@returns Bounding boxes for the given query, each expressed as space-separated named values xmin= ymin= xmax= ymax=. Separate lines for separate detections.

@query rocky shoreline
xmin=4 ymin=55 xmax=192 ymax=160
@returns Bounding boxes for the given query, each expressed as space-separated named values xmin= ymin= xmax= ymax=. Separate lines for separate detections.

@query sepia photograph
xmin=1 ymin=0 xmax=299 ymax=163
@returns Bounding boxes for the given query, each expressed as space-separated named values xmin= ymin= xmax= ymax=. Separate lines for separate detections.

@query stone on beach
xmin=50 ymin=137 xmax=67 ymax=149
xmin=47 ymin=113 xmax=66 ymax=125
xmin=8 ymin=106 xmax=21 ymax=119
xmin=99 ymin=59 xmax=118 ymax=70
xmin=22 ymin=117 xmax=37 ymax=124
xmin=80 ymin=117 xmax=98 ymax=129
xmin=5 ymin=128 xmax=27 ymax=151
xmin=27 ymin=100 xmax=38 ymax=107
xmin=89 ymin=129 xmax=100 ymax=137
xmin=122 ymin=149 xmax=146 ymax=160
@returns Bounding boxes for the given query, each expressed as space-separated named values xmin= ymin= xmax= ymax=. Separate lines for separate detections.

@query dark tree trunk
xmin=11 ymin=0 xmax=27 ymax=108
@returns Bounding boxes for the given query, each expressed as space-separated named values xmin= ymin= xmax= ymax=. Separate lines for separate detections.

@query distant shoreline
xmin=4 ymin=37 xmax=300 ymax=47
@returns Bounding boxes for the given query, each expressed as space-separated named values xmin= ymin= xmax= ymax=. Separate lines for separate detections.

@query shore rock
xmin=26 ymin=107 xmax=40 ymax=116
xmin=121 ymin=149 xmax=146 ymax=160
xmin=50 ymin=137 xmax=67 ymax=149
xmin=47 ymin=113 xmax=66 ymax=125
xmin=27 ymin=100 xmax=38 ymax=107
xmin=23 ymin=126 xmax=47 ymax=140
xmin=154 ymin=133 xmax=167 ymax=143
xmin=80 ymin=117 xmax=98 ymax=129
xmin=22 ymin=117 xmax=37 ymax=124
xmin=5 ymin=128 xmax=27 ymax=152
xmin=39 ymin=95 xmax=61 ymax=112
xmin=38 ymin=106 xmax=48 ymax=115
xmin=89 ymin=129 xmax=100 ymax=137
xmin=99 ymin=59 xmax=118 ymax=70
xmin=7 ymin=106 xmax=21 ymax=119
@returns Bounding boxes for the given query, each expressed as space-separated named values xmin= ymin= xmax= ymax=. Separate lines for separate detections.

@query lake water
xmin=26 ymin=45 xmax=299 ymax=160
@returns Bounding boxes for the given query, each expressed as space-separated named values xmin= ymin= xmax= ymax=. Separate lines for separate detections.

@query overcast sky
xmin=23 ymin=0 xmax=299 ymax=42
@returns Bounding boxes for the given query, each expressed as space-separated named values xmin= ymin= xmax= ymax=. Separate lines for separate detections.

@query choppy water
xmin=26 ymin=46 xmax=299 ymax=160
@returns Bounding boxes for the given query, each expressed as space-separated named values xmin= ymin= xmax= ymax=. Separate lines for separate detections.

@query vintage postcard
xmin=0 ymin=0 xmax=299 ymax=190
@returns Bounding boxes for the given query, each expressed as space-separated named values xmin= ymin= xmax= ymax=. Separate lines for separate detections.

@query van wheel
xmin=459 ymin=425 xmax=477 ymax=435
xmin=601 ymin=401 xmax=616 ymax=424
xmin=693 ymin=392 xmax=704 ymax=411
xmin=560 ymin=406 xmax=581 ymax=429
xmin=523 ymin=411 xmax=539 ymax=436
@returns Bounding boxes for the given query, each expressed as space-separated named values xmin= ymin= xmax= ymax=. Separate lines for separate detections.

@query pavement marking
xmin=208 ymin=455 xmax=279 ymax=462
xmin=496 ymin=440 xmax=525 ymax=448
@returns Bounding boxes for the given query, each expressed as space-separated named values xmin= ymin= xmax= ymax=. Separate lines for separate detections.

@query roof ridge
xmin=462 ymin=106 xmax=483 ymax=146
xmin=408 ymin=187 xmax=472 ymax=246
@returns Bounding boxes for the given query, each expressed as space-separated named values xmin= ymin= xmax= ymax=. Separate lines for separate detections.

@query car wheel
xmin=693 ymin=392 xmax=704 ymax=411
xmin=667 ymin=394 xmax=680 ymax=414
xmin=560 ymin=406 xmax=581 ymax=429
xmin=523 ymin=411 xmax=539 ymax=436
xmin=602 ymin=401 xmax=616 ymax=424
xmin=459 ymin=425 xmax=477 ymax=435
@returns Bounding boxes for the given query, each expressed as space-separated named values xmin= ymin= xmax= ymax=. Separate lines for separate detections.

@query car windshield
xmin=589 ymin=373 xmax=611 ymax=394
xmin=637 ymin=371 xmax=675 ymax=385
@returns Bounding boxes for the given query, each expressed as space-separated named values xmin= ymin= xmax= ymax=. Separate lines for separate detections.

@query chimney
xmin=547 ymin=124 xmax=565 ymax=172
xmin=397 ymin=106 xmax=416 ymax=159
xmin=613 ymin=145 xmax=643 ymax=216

Short exercise: Rewrite the entries from the beginning through the line containing "xmin=1 ymin=0 xmax=299 ymax=163", including that line, with "rocky shoreline" replaced by "rocky coastline" and every other part left unchanged.

The solution:
@returns Bounding boxes for the given query, each expressed as space-separated named values xmin= ymin= xmax= ymax=. Separate lines for separate detections.

@query rocky coastline
xmin=4 ymin=55 xmax=192 ymax=160
@returns Bounding boxes for the given query, each expressed as space-separated named values xmin= ymin= xmax= ymax=. Separate lines for separate detections.

@query sepia photograph
xmin=1 ymin=0 xmax=299 ymax=163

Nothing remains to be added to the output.